Copy out each line in the listing below where the word "herb" appears.

**Available records:**

== Segment start ==

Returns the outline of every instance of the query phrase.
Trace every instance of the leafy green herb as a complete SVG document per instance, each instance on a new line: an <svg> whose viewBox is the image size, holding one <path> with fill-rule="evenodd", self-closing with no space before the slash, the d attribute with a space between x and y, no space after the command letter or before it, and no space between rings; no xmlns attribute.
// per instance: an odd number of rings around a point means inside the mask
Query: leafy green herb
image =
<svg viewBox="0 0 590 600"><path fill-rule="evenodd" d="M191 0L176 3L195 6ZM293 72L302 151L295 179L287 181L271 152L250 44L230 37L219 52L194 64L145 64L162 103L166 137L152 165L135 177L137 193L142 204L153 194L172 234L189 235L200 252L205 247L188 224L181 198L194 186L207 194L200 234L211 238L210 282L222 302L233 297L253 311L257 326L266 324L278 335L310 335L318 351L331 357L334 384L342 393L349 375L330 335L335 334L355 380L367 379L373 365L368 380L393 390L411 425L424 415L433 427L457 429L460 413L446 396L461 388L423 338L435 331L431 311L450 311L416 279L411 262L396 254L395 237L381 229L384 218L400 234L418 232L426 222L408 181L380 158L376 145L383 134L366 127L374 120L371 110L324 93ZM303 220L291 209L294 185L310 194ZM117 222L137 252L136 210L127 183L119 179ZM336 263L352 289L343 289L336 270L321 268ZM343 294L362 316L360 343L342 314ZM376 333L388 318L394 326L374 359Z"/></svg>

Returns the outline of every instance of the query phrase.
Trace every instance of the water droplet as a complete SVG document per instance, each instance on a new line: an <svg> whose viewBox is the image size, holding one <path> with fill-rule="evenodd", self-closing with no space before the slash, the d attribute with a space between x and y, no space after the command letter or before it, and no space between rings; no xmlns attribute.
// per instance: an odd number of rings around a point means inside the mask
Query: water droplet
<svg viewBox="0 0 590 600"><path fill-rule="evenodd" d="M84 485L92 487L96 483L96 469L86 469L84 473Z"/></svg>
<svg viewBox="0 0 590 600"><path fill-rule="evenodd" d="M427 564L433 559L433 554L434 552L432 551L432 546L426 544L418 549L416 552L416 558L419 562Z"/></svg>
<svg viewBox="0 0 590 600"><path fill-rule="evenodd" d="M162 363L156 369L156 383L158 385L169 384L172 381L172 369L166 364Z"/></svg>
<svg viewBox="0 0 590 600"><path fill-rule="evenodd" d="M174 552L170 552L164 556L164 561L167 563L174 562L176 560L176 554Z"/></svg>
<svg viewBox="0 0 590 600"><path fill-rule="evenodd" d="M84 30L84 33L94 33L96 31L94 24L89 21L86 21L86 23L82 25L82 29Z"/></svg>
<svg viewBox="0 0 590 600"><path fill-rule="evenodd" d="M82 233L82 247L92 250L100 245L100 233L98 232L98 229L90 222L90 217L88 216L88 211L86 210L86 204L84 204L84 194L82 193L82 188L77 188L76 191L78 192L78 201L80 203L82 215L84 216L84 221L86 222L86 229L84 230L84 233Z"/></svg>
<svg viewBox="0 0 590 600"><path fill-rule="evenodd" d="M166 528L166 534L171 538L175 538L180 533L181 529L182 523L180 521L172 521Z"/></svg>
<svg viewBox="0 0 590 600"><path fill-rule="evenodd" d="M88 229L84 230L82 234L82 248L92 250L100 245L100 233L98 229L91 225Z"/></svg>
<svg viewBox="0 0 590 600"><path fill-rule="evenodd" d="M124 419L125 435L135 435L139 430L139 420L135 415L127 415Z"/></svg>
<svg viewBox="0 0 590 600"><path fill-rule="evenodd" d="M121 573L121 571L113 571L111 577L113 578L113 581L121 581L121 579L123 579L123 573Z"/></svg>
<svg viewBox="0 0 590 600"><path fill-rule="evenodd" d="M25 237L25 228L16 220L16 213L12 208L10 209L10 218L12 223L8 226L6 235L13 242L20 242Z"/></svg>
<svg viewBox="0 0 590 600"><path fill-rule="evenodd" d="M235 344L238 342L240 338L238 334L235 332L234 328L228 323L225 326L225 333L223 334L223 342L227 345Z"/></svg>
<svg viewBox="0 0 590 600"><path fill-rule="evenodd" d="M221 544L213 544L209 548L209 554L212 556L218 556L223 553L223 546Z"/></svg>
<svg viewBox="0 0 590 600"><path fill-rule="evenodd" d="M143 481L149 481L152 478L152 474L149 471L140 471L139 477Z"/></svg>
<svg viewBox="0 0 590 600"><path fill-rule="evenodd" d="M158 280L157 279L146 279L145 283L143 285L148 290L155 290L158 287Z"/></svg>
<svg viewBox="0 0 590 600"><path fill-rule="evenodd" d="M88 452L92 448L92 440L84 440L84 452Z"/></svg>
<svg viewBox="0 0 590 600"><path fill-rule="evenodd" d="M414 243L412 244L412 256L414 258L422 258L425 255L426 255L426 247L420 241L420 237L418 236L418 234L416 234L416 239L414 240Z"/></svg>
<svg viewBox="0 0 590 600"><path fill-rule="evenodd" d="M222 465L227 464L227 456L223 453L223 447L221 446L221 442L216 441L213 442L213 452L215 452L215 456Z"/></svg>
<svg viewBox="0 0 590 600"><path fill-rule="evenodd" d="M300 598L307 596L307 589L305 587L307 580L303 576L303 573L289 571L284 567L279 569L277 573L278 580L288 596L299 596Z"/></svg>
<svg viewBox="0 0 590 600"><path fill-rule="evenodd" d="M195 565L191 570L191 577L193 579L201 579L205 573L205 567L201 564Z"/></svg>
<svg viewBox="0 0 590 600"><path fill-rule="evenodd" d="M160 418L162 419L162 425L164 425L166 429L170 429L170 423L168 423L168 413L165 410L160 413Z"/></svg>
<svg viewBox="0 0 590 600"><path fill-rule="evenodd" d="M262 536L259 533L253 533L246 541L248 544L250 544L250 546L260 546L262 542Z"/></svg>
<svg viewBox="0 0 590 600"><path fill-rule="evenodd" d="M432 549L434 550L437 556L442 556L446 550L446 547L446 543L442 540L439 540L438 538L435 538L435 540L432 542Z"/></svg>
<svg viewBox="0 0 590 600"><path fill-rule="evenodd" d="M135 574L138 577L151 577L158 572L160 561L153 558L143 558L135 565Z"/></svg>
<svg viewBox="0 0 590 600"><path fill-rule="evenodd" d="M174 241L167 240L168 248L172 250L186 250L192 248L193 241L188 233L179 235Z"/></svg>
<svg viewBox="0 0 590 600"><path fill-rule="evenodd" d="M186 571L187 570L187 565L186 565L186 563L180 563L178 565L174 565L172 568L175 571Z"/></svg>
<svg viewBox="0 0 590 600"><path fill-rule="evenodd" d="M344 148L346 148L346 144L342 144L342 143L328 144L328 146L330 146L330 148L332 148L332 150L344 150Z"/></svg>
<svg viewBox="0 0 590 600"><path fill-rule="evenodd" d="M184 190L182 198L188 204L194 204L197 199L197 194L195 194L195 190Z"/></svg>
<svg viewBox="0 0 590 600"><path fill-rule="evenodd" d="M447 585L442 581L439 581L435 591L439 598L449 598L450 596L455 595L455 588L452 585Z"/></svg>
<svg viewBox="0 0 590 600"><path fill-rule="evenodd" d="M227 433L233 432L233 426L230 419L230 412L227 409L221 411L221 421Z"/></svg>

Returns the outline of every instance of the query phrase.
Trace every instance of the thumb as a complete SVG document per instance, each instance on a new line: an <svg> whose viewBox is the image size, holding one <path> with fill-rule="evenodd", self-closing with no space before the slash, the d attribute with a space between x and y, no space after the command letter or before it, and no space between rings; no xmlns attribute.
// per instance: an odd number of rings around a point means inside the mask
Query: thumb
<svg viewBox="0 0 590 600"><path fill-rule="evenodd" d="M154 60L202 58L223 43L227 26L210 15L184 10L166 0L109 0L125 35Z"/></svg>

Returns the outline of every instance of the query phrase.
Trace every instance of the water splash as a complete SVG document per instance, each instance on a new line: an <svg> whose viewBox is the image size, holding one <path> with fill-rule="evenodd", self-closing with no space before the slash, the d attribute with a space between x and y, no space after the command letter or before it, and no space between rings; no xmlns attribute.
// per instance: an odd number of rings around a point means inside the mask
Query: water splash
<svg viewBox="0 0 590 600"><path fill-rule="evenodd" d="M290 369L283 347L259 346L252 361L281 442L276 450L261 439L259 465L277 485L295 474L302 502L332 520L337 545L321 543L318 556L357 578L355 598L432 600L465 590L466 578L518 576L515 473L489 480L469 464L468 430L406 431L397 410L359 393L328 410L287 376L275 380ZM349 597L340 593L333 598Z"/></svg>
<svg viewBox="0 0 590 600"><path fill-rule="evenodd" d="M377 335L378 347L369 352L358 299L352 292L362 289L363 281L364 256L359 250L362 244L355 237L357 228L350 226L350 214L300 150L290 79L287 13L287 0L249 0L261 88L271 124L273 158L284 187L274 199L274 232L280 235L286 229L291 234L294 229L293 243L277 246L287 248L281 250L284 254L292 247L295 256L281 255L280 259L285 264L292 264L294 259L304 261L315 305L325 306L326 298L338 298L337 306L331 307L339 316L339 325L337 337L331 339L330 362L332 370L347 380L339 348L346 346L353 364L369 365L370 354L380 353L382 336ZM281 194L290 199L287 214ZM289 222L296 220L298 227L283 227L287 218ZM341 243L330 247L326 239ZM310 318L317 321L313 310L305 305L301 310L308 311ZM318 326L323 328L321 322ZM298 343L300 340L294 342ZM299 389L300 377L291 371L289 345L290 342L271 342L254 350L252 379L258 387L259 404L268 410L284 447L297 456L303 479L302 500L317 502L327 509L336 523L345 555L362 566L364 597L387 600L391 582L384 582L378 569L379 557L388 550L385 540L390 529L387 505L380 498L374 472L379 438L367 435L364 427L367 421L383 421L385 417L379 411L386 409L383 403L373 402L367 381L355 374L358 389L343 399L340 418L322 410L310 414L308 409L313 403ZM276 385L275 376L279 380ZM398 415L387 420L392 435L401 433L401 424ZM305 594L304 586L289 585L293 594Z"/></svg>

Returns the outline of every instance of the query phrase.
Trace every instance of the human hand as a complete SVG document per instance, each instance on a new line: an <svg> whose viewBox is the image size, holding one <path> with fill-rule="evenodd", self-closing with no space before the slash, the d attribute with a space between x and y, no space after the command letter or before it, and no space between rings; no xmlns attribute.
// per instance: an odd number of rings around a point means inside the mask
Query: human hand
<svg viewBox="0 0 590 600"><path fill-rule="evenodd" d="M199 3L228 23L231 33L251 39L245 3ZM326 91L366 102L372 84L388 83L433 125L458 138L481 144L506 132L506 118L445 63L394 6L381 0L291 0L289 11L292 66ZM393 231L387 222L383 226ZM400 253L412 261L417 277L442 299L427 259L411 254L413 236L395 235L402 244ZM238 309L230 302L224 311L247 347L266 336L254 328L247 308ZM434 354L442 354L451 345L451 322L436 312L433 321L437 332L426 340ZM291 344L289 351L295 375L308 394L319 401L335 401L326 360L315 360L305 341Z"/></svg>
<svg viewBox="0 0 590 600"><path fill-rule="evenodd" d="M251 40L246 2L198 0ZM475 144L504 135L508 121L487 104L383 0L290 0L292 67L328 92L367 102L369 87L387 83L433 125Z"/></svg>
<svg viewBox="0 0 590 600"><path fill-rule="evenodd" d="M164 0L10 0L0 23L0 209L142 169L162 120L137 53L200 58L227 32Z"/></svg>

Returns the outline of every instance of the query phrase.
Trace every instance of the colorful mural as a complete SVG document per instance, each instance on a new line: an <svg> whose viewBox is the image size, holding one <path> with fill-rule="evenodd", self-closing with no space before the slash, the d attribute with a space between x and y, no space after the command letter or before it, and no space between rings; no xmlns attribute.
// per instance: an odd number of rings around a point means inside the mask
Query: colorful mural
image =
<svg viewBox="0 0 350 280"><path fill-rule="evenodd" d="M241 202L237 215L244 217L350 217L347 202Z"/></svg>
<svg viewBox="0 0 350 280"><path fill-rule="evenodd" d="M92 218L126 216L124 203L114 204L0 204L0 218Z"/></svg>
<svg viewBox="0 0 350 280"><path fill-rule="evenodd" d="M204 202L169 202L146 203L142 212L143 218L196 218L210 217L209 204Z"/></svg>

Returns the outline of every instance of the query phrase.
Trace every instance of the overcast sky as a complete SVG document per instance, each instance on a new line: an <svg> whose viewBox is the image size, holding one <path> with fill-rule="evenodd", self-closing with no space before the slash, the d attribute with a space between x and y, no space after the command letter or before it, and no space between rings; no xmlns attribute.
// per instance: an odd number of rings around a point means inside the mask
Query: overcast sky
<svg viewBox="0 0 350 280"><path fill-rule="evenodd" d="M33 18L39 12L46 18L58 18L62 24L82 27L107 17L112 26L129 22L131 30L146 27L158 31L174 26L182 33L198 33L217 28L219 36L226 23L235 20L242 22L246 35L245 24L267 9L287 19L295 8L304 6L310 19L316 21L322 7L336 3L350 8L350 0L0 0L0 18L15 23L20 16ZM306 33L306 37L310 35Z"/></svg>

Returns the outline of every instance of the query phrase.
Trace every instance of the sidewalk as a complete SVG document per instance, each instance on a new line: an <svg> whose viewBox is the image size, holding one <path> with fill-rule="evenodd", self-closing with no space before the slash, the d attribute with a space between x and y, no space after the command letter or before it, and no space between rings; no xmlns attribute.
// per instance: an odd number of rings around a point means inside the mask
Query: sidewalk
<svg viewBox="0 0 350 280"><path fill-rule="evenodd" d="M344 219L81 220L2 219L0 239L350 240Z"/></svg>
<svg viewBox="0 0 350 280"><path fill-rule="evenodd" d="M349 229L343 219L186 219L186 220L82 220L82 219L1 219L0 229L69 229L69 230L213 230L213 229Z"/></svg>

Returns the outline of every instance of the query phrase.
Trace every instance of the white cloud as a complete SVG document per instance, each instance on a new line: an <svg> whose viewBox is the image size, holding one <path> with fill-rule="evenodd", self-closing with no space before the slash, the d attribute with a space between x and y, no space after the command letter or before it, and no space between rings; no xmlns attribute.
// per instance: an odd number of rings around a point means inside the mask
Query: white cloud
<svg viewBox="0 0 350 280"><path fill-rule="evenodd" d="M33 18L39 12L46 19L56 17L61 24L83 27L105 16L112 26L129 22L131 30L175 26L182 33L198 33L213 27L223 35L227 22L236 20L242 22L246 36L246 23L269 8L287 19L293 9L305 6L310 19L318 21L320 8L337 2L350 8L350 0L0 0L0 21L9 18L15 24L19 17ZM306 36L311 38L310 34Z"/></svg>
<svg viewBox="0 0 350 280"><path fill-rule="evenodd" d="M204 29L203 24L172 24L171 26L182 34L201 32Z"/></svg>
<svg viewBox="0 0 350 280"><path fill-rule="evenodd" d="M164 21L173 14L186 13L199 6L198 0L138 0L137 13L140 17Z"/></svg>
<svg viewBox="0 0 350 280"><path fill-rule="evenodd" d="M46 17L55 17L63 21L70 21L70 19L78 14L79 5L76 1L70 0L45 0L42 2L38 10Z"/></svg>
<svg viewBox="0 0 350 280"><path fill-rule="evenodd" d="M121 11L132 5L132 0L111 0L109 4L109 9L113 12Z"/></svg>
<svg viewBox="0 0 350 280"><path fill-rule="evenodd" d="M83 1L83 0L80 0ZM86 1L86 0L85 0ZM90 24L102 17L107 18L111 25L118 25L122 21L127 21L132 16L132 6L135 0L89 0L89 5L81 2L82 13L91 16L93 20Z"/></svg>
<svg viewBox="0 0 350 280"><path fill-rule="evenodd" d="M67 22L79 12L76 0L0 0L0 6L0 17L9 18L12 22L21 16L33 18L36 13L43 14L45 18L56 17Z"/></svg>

== Segment end ==

**Answer box:**
Trace every instance of the leafy green herb as a complete SVG document per instance, each instance on a new line: an <svg> whose viewBox is the image size, holding one <path> with fill-rule="evenodd", self-closing with no space before the slash, the d attribute with a space between x and y, no space after the command letter or before it, and no space between rings; no xmlns attribute.
Query: leafy green herb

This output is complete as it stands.